By Jonathan Cable
LONDON (Reuters) – The euro zone economy performed much better than expected this month – although it still contracted slightly – as a second wave of coronavirus infections and renewed lockdowns had less of an impact than earlier in the year, a survey showed.
Manufacturers reported strong growth, fuelled by rising exports and a booming performance from Germany, but the services industry remained in decline amid ongoing social distancing restrictions.
IHS Markit’s flash composite PMI, seen as a good guide to economic health, soared to 49.8 in December from November’s 45.3, just shy of the 50 mark separating growth from contraction. A Reuters poll had predicted a much shallower rise to 45.8.
“The data hint at the economy close to stabilising after having plunged back into a severe decline in November amid renewed COVID-19 lockdown measures,” said Chris Williamson, chief business economist at IHS Markit.
“The fourth quarter downturn consequently looks far less steep than the hit from the pandemic seen earlier in the year.”

*Required work:*
[1] Reproduce everything in the euro zone economy article from "IHS Markit’s flash" down to "at IHS Markit.".
[2] Resume the euro zone economy article right after its final sentence and keep writing it.

*Extracted data entries:*
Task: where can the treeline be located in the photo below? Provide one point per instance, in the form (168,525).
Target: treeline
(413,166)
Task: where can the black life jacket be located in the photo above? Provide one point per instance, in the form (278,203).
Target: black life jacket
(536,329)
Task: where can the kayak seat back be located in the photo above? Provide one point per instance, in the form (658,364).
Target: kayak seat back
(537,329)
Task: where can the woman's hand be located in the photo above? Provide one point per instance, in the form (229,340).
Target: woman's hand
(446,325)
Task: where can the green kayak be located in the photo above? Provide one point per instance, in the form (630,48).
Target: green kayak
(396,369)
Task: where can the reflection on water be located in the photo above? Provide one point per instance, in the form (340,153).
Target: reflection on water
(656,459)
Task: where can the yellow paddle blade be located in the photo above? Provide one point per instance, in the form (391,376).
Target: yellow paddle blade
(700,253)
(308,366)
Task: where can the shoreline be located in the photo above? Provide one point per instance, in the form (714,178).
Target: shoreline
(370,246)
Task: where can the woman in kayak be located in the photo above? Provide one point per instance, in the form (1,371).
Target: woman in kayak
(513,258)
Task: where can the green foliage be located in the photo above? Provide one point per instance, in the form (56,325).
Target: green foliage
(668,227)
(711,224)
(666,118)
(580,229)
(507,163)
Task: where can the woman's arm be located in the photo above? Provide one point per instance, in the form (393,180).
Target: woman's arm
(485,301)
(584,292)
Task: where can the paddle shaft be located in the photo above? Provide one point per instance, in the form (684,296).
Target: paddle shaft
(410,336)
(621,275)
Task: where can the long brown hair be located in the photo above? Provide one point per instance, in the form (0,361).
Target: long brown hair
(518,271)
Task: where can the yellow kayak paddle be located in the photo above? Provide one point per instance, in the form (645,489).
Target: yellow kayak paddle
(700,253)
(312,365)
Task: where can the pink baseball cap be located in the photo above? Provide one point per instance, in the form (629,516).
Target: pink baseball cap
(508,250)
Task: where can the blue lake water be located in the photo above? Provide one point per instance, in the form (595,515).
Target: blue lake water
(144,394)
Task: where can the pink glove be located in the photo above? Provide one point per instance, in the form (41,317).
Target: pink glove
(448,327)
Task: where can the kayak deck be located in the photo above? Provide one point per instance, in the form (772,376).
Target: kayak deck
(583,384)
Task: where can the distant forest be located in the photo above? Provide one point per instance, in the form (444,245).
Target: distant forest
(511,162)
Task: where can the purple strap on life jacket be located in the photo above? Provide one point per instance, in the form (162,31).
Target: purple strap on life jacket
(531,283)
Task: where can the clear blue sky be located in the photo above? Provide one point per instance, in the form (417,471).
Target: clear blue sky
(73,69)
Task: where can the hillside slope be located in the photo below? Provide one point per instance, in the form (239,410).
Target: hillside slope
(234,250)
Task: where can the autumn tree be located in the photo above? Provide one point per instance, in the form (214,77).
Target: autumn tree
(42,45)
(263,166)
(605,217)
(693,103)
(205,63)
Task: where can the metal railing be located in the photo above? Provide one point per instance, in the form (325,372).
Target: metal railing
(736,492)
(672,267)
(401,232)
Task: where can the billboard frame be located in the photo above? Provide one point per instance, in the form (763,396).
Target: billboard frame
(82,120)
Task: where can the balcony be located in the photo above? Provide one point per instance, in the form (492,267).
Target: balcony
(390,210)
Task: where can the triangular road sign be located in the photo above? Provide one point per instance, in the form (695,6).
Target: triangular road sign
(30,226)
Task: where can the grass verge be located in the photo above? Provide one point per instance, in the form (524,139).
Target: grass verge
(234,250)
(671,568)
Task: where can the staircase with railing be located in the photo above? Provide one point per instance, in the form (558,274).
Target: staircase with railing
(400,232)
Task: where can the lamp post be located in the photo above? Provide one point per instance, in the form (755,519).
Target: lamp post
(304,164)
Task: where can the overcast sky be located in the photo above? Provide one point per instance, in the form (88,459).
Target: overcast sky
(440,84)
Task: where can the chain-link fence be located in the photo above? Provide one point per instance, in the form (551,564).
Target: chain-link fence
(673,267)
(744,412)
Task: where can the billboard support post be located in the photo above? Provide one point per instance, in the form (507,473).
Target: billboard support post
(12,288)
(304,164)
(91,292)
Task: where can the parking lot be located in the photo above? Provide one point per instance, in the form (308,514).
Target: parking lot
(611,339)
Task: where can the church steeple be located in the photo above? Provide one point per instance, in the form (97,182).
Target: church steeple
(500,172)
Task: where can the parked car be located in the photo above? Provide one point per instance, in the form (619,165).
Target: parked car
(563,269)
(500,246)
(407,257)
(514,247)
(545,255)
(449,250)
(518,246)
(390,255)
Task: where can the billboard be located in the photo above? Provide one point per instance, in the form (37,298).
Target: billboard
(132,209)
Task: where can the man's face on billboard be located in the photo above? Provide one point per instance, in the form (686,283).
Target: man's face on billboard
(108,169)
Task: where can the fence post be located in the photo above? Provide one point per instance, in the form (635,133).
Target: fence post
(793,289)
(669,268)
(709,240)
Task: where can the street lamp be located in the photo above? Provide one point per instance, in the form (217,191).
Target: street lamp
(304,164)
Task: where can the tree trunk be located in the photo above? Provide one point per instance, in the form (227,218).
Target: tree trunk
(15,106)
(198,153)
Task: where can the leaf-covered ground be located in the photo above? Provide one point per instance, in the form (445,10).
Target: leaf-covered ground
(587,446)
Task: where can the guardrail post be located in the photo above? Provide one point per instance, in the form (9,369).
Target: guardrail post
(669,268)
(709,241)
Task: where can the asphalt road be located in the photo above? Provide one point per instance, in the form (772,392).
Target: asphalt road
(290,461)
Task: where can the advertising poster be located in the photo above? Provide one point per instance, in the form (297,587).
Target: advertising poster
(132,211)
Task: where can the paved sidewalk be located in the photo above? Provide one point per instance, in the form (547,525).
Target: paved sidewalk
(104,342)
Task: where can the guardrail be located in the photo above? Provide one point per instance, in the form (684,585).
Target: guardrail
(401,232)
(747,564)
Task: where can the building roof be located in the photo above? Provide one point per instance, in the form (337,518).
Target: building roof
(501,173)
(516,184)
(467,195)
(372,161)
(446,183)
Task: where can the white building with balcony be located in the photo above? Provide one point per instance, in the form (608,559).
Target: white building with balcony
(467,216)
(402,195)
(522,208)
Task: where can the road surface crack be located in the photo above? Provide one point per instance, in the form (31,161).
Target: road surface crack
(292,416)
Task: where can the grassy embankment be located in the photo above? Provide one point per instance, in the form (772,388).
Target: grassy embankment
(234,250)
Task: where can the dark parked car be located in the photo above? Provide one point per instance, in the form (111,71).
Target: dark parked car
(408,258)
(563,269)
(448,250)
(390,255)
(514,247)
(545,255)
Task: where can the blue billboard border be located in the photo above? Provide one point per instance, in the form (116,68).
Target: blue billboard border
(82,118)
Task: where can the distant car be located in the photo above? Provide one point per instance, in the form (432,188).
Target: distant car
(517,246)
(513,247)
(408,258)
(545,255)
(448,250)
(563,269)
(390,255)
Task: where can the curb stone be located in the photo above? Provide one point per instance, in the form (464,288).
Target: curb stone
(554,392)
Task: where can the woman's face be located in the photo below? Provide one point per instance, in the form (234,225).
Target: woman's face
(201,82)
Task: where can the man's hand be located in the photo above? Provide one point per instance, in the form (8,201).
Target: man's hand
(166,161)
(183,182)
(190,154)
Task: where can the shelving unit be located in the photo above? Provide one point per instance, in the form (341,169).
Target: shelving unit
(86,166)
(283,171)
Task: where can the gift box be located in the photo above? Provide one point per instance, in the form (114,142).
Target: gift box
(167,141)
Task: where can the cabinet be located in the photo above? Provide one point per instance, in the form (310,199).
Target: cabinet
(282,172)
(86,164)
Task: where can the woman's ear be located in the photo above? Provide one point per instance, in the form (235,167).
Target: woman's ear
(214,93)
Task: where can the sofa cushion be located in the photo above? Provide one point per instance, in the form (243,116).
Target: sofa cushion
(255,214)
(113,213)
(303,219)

*Outputs by task:*
[1]
IHS Markit’s flash composite PMI, seen as a good guide to economic health, soared to 49.8 in December from November’s 45.3, just shy of the 50 mark separating growth from contraction. A Reuters poll had predicted a much shallower rise to 45.8.
“The data hint at the economy close to stabilising after having plunged back into a severe decline in November amid renewed COVID-19 lockdown measures,” said Chris Williamson, chief business economist at IHS Markit.

[2]
A Reuters poll earlier this month said the economy would contract 2.6% this quarter.
The PMI covering the bloc’s dominant service industry bounced to 47.3 from 41.7, exceeding all expectations in the Reuters poll that had instead predicted a modest increase to 41.9.
With activity still in decline, and restrictions likely to be in place for some time yet, services firms cut headcount again this month, as they have since Europe began to feel the full brunt of the pandemic in March.
The employment index held below breakeven at 49.4, albeit better than November’s 48.2.
Factories have been less affected by lockdown measures as many remained open and the flash manufacturing PMI jumped to 55.5 from 53.8, its highest since May 2018 and also above all expectations in a Reuters poll that had a median prediction for 53.0.
An index measuring output, that feeds into the composite PMI, rose to 56.6 from 55.3.
Strong demand for manufactured goods meant factories built up a solid backlog of work, with the sub-index rising to 56.2 from 54.3, its highest in nearly three years.
And with hopes vaccines being rolled out will allow some return to normality optimism was at its highest since April 2018. The composite future output index rose to 63.8 from 60.4.
“Companies have also become increasingly optimistic about the year ahead, with vaccine roll-outs expected to help restore businesses to more normal trading conditions as 2021 progresses,” Williamson said.